What you will do →
1: List every actor named in the passage on filmed stage productions below.
2: Reproduce everything in the passage on filmed stage productions below, from "Back in the" down to "a nostalgic constant.".
3: According to the passage on filmed stage productions below, which two premium cable channels needed content for their new 24-hour format in the early 1980s?

Excerpt →
---

Back in the early 1980s, the premium cable channels HBO and Showtime were desperate for content to fill their new 24 hour format. One of the options was televised versions of regional plays with famous actors; “Sweeney Todd” starring Angela Lansbury and George Hearn, “Wait Until Dark” with Katherine Ross and Stacey Keach, and “Bus Stop” with Margot Kidder and Tim Matheson gave audiences a glimpse of the Broadway world, particularly for kids who loved theater but lived too far from New York. A new trend of filming productions, this time with the Broadway casts that are wowing New York audiences nightly, has begun across the country in movie theaters these days. And though, there are minor issues, this is a trend that benefits the American public greatly and will hopefully become what Hollywood THINKS 3-D should be, a nostalgic constant.

---

Entries →
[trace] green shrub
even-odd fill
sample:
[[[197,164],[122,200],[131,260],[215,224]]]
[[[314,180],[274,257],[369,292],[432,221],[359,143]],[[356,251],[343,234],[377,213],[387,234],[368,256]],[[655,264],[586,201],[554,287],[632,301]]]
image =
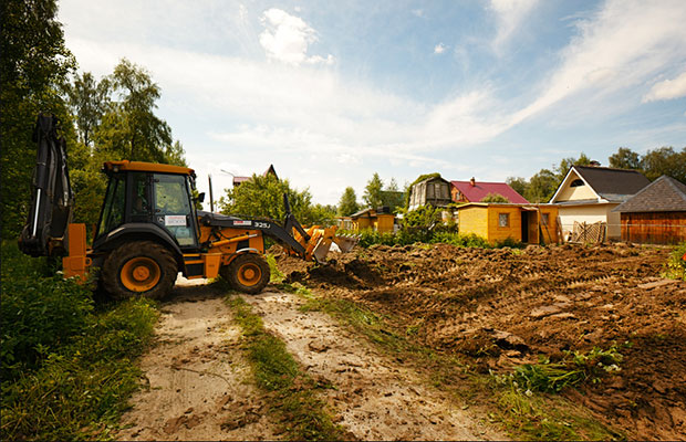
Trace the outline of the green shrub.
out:
[[[484,238],[474,233],[459,234],[456,232],[436,232],[430,241],[432,243],[444,243],[457,245],[459,248],[481,248],[488,249],[489,244]]]
[[[48,260],[22,254],[13,242],[2,243],[1,274],[0,357],[7,380],[37,368],[44,355],[79,336],[93,299],[86,287],[63,280]]]
[[[677,245],[666,263],[665,276],[686,281],[686,242]]]

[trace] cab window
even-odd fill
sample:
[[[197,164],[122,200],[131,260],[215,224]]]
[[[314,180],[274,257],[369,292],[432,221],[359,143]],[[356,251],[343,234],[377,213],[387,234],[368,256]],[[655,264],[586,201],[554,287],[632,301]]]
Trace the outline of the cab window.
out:
[[[155,221],[176,238],[180,246],[195,245],[190,194],[186,177],[155,173]]]
[[[100,227],[97,235],[103,235],[116,229],[124,222],[124,210],[126,202],[126,185],[124,177],[113,175],[107,185],[107,193],[105,194],[105,203],[100,218]]]

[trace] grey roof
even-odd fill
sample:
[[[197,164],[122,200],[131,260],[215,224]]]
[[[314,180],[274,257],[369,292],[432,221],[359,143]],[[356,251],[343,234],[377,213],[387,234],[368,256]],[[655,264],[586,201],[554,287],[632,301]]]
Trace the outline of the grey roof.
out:
[[[686,212],[686,185],[663,175],[613,212]]]
[[[624,198],[621,196],[635,194],[651,183],[651,180],[636,170],[593,166],[574,166],[574,170],[595,193],[610,201],[622,201]]]

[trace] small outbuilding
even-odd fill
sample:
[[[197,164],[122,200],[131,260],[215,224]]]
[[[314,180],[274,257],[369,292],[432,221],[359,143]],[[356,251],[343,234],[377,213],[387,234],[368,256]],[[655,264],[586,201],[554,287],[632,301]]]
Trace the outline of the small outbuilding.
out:
[[[509,204],[471,202],[457,208],[461,234],[474,233],[489,243],[508,238],[528,244],[560,241],[558,207],[553,204]]]
[[[603,238],[620,240],[620,214],[613,209],[649,183],[636,170],[573,166],[549,202],[560,207],[564,238],[572,235],[575,223],[601,223]]]
[[[427,204],[445,209],[451,202],[450,183],[440,177],[427,178],[409,189],[409,210]]]
[[[387,207],[364,209],[342,219],[342,225],[354,231],[373,229],[377,232],[393,232],[395,215]]]
[[[450,196],[455,202],[481,202],[490,194],[499,194],[516,204],[528,204],[529,201],[517,193],[507,182],[477,181],[474,177],[469,181],[450,181]]]
[[[651,244],[686,241],[686,185],[663,175],[616,207],[622,240]]]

---

Full answers →
1: Angela Lansbury, George Hearn, Katherine Ross, Stacey Keach, Margot Kidder, Tim Matheson

2:
Back in the early 1980s, the premium cable channels HBO and Showtime were desperate for content to fill their new 24 hour format. One of the options was televised versions of regional plays with famous actors; “Sweeney Todd” starring Angela Lansbury and George Hearn, “Wait Until Dark” with Katherine Ross and Stacey Keach, and “Bus Stop” with Margot Kidder and Tim Matheson gave audiences a glimpse of the Broadway world, particularly for kids who loved theater but lived too far from New York. A new trend of filming productions, this time with the Broadway casts that are wowing New York audiences nightly, has begun across the country in movie theaters these days. And though, there are minor issues, this is a trend that benefits the American public greatly and will hopefully become what Hollywood THINKS 3-D should be, a nostalgic constant.

3: HBO and Showtime